To do —
1. In the basketball passage, what percentage did the Dragons shoot from the field?
2. Repeat the basketball passage between "The crowd, 99%" and "beyond the arc.", inclusive.

--- Extract to read Enclosed Below ---

The crowd, 99% of which was pro-Ginebra, was definitely a factor as the Dragons shot just 39% from the field, including 11-of-42 (26%) from beyond the arc.
"I really feel that they could feel the energy of the crowd that 54,000 that were here," Cone said. "Just from the very first basket when Justin scored on that first basket.
"It's hard to explain, but you can just feel the energy of the players just go up. We kept saying in the timeouts, 'No one's gonna get tired today no one's playing tired today.' We were just going to battle through and when we got that lead, I think it just kind of kept us purposeful.
"When you have that massive crowd behind you, you play better than you are and we played better than we are today. And every person in the coliseum was important to this win. And so we can't thank them enough for all showing up. Ironically, we didn't want to play a Game 7."
Cone also tipped his hat to his Dragons counterpart Brian Goorjian, whom he labeled as "really special," for the work he did, adding: "I mean, I can honestly say that. He had to go to basically three different lineups for this series.

--- End of Enclosed Extract to read ---
--- Information shown Enclosed Below ---

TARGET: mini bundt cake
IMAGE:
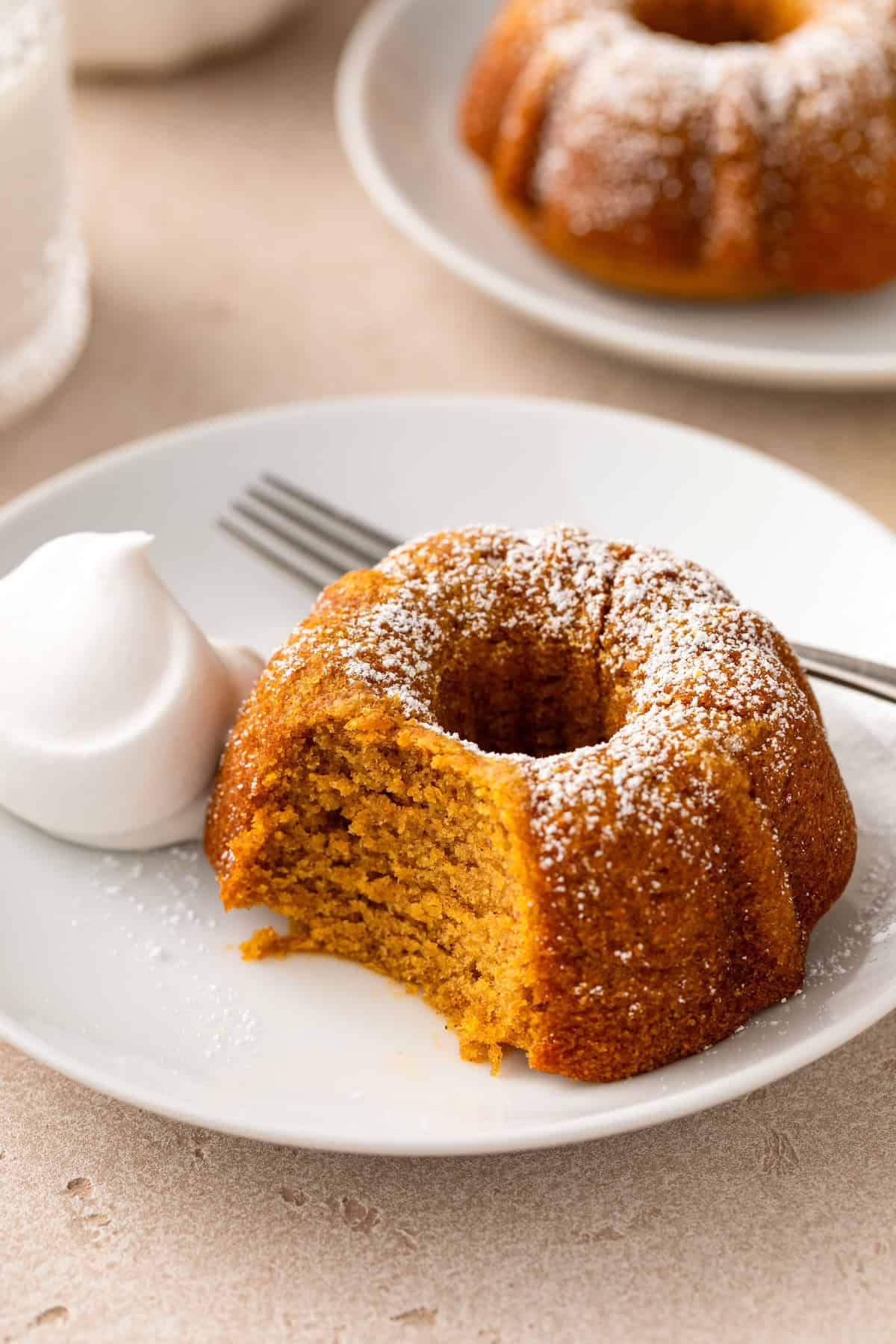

--- End of Enclosed Information shown ---

Task-by-task outputs —
1. 39%

2.
The crowd, 99% of which was pro-Ginebra, was definitely a factor as the Dragons shot just 39% from the field, including 11-of-42 (26%) from beyond the arc.